WORK ORDER >> Taking the line with "# set a point on each instance of the white" as the start, reproduce every line until the records end, exactly and with nothing added.

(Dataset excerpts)
───

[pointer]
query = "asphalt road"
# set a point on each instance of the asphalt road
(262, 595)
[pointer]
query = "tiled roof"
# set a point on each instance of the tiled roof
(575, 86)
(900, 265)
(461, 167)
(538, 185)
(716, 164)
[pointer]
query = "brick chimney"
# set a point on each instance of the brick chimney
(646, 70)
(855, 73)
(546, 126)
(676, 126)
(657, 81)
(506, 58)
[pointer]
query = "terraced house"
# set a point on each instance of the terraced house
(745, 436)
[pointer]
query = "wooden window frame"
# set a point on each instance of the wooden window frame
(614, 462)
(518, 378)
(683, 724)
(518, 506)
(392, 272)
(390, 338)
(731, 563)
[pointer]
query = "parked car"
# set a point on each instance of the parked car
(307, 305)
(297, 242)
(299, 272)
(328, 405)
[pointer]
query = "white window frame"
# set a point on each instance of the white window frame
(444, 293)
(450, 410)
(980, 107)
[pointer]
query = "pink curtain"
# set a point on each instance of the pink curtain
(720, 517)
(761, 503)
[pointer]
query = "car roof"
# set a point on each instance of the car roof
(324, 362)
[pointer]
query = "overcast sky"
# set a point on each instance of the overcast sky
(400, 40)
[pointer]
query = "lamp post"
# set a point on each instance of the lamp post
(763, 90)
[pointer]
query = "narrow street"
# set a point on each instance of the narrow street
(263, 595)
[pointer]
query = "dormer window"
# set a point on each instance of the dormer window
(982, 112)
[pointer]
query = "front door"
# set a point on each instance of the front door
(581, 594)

───

OUTPUT OF THE EXERCISE >>
# set a point on each instance of the white window frame
(444, 293)
(450, 410)
(980, 107)
[pointer]
query = "pink curtain"
# set a point on each instance of the pink curtain
(720, 517)
(761, 503)
[pointer]
query = "car roof"
# set a point on each instance of the car roof
(324, 362)
[pointer]
query = "overcast sky"
# set a point on each instance of the overcast sky
(400, 40)
[pointer]
query = "lamp post"
# set a point on each instance of the lamp post
(763, 90)
[pointer]
query = "narrow street"
# set a point on each instance of the narrow street
(263, 595)
[pointer]
query = "dormer window"
# set a point on each instance of the dormer window
(982, 112)
[pointer]
query = "front door"
# set a point on each instance of the front door
(581, 594)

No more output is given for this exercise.